## Exercise:
The listing below must be repeated word for word, without its pictures.
-- Excerpted records follows --
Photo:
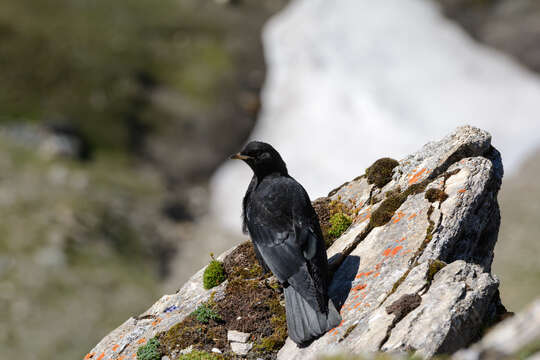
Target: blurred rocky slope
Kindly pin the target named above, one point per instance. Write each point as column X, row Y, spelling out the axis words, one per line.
column 136, row 77
column 80, row 244
column 113, row 115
-- Excerpted records concluded --
## Response to this exercise:
Photo:
Target: blurred rocky slope
Kindly pin the target named above, one point per instance. Write each point as column X, row Y, spelling out the axis words, one per line.
column 136, row 77
column 80, row 244
column 113, row 115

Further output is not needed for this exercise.